> **Exercise requirements**
In the article about Dzhokhar Tsarnaev's challenge to his death sentence, on how many counts was he convicted?

> **Text**
******
Published in The Daily Free Press Dec. 3 print
By: Mina Corpuz and Julia Metjian
While currently serving time in a maximum security federal prison in Florence, Colorado, convicted Boston Marathon bomber Dzhokhar Tsarnaev looks to have a new day in court to challenge his death sentence.
The 22-year-old, who would have graduated from the University of Massachusetts Dartmouth in May, instead saw the end of a two month trial that resulted in conviction on 30 counts and later the death penalty on six of the 17 counts that carried it, The Daily Free Press reported.
Back at the John Joseph Moakley United States Courthouse Tuesday, U.S. District Court Judge George O’Toole heard three motions, which dealt with reconsidering the counts against Tsarnaev in a new legal context, access to firewalled information and restitution for victims, the FreeP reported Wednesday.
Rosanna Cavallaro, a professor at the Suffolk University Law School, said the fact that Tsarnaev was given a hearing is telling of the law system in the United States.
“In our system, even as someone who is reviled, someone who we think is horrible, who has admitted to the crime, is still going to get a lot of process, [and] a lot of very careful consideration of whether the way we’ve decided that they’re guilty is a fair way,” Cavallaro said. “We’re going to have another court here for the third time, for the same question.”
Within two weeks of his sentencing hearing, attorneys for Tsarnaev filed a “placeholder” motion for an appeal, the FreeP reported July 8.
“The government failed to prove each and every element of each and every charged offense beyond a reasonable doubt, and failed to prove each and every fact required to warrant the death penalty beyond a reasonable doubt,” the complete motion from Aug. 17 states. “In the alternative, the Court should order a new trial as to both guilt and/or penalty in the interests of justice, and the trial should be held in a different venue.”
In a Sept. 30 motion, the prosecution opposed Tsarnaev’s request to change the venue of the new trial, citing that Tsarnaev had no evidence that the jury was affected by factors like press coverage and social media.
Motions to change the court location of the trial were also denied by O’Toole.
Jack Greene, a professor of criminal justice at Northeastern University, said due to the ongoing media coverage, finding unbiased jurors would have been difficult.
“Certain events get so much media coverage that it’s almost impossible to find people who might not know about the case,” Greene said. “So major cases like [this] it’s hard to find people in other parts of the country or Massachusetts that weren’t aware of the fact that there was a bombing event.”
Changing the venue of the trial, Greene said, would not have had a significant impact on the outcome of the trial because “people will be prejudiced.”
David Rossman, director of criminal law clinical programs at the Boston University School of Law, said the probability of a successful appeal for Tsarnaev is low.
******
> **Material provided**
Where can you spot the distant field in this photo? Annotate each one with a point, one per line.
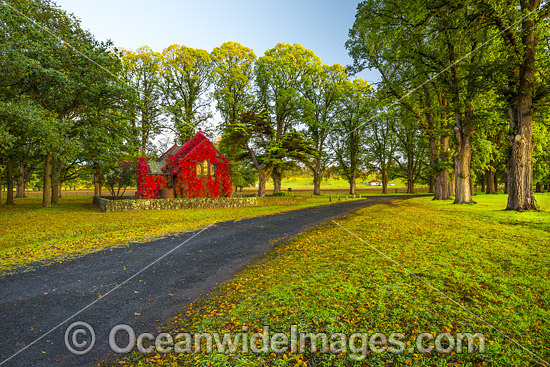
******
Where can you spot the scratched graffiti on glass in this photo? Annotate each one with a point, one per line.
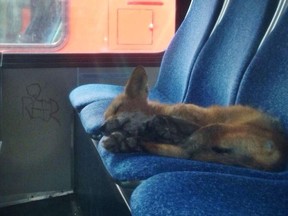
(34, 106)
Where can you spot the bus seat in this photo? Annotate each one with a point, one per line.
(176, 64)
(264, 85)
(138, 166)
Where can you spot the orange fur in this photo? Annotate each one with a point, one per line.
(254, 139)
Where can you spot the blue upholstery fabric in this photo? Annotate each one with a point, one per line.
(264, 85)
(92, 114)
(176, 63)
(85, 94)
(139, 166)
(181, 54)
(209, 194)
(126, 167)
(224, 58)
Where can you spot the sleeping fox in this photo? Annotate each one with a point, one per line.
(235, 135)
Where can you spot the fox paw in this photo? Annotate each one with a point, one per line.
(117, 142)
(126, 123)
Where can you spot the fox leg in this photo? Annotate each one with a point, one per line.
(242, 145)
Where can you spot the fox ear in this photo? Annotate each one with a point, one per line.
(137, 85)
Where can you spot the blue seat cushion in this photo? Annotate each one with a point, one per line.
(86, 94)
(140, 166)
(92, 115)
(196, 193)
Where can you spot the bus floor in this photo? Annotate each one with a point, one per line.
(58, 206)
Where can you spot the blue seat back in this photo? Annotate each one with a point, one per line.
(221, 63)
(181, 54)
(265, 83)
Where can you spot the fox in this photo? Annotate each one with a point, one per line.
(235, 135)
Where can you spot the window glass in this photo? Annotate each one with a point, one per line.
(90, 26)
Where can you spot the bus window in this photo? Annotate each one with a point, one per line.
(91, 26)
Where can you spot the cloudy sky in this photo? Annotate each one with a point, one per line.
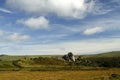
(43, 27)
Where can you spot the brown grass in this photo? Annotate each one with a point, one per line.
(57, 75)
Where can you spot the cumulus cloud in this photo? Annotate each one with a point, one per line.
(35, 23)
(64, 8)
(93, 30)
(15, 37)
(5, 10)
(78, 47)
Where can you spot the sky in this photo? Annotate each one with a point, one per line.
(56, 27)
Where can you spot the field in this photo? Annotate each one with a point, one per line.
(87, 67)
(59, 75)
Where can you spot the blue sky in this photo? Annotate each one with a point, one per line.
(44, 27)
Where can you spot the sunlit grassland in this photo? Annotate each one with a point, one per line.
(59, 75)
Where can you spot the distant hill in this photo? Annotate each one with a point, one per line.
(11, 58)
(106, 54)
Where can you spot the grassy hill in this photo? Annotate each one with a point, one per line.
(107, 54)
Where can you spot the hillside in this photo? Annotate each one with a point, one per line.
******
> **Task result**
30 counts